-- SUPPLIED PASSAGE follows --

Yemisi Aribisala
Nigerian essayist, writer and food memoirist
Yemisi Aribisala (born 27 April 1973) is a Nigerian essayist, writer, painter, and food memoirist. She has been described as having a "fearless, witty, and unapologetic voice." Her work has been featured in The New Yorker, Vogue magazine, Chimurenga, Popula, Google Arts & Culture, The Johannesburg Review of Books, Critical Muslim 26: Gastronomy, Sandwich Magazine (The African Scramble), The Guardian (UK), Aké Review, and Olongo Africa.
Quotes
edit- There are so many dissimilarities, so many unique points of difference between this one country in Africa and the rest of the world.
- Parents have a lot of professing power over their children. Praise and admonishments are crafting tools like names.
- During a conversation when she was asked what her name; Aribisala means (17 February 2017)
- When CNN does not reciprocate with simple engagement with our hills and valleys, our romantic ideals, often only with our traumas. And everyone in the world has trauma. If you know where Naples is or Mount Vesuvius, then you are clever.
- The more handling of a wide variety of food that one can manage the more open one’s mind and palate.
- Investing one’s own disadvantage in words: Opening an artery onto the page, that kind of thing, apart from a love for the theme being written on.
- Key to good food writing, and essays (19 April 2017)
- There are many things that happen in the human being that bypass the brain.
- We don’t have a Nigerian culture of cooking and monologuing. It is coming along now with social media and Nigerian food celebrities.

-- SUPPLIED PASSAGE concluded --

Can you give again the exact part of the Yemisi Aribisala page that opens with the words containing "- During a conversation" and closes with "bypass the brain."?

-- INFORMATION follows --

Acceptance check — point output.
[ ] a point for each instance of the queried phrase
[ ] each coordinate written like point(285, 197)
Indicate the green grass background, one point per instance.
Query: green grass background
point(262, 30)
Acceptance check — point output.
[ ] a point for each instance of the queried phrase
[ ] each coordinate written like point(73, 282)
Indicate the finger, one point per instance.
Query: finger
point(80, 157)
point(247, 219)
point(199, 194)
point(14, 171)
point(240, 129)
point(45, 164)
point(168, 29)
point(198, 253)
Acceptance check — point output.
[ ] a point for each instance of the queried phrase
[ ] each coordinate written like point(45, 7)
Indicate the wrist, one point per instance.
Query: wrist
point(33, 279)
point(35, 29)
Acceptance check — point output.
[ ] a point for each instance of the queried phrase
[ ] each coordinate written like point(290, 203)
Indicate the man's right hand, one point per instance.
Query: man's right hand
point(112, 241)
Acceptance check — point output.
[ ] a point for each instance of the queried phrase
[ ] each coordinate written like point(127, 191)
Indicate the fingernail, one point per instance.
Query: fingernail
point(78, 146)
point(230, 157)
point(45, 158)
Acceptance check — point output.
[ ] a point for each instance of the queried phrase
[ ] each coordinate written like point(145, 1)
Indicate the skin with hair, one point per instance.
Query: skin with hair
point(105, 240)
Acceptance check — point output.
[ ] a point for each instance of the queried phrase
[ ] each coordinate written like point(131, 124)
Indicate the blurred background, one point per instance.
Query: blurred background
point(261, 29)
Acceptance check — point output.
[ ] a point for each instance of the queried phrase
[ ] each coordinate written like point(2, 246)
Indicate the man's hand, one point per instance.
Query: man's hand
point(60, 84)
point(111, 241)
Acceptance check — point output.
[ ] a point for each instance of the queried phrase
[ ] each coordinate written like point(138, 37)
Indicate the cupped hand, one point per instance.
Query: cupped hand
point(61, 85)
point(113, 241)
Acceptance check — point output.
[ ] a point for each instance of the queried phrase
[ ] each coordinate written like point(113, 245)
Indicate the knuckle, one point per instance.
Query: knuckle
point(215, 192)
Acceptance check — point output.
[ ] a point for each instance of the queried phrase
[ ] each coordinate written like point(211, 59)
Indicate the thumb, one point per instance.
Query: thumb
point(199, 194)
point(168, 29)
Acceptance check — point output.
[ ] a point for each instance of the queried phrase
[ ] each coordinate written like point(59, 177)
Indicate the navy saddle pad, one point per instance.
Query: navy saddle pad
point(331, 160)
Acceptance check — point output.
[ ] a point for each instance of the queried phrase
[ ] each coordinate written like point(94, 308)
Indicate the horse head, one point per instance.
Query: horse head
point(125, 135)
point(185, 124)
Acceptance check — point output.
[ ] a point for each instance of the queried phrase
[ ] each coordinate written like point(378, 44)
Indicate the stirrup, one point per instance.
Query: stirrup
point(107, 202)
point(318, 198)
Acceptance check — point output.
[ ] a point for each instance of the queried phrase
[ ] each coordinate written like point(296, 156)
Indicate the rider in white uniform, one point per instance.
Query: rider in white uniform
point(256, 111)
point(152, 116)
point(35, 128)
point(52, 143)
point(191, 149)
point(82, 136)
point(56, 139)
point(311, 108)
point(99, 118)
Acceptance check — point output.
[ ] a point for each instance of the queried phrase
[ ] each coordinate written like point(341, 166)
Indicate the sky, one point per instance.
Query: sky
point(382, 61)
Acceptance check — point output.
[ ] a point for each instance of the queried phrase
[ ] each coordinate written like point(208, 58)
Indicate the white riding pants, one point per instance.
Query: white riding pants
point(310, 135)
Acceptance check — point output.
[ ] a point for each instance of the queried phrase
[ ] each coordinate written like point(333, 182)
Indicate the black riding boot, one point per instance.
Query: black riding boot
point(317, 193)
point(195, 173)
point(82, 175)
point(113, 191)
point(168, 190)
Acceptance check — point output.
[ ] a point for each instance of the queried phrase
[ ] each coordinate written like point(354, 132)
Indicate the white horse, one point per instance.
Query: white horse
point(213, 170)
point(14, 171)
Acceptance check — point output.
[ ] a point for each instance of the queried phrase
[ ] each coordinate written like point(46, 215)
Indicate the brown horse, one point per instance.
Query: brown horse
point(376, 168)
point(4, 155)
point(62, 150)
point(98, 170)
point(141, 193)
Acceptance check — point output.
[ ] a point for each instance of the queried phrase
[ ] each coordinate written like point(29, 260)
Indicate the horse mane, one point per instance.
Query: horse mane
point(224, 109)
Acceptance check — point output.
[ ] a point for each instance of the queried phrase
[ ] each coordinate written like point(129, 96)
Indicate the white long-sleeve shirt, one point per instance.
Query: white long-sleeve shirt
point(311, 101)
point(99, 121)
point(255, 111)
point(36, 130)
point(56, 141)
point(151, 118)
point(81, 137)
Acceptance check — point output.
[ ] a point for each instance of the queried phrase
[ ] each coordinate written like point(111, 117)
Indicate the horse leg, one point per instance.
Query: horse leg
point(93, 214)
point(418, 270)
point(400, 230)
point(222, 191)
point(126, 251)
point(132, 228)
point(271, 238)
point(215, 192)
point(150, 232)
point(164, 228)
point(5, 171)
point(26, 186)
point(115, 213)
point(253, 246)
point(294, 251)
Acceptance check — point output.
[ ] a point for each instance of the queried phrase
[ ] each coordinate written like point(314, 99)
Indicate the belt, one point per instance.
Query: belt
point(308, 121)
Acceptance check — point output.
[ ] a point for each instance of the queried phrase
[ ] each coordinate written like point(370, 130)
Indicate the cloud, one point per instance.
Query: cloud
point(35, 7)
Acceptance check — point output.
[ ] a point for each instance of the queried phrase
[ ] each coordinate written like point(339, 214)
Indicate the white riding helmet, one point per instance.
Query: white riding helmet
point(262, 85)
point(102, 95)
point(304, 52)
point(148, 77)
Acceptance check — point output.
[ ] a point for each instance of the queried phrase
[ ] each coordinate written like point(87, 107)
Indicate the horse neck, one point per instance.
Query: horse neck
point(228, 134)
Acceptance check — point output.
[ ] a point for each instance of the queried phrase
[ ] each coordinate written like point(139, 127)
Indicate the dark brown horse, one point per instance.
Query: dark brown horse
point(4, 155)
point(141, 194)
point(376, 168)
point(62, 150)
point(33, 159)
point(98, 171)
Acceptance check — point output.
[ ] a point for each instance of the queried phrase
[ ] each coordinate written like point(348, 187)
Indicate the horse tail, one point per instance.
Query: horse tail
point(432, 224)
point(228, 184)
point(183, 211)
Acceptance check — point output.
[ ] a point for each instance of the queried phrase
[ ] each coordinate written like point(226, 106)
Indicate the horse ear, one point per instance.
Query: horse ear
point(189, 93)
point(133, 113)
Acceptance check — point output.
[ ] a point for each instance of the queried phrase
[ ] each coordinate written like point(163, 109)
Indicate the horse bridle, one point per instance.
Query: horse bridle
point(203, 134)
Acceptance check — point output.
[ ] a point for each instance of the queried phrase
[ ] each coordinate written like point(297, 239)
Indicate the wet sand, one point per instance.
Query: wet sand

-- INFORMATION concluded --

▸ **TASK RESPONSE**:
- During a conversation when she was asked what her name; Aribisala means (17 February 2017)
- When CNN does not reciprocate with simple engagement with our hills and valleys, our romantic ideals, often only with our traumas. And everyone in the world has trauma. If you know where Naples is or Mount Vesuvius, then you are clever.
- The more handling of a wide variety of food that one can manage the more open one’s mind and palate.
- Investing one’s own disadvantage in words: Opening an artery onto the page, that kind of thing, apart from a love for the theme being written on.
- Key to good food writing, and essays (19 April 2017)
- There are many things that happen in the human being that bypass the brain.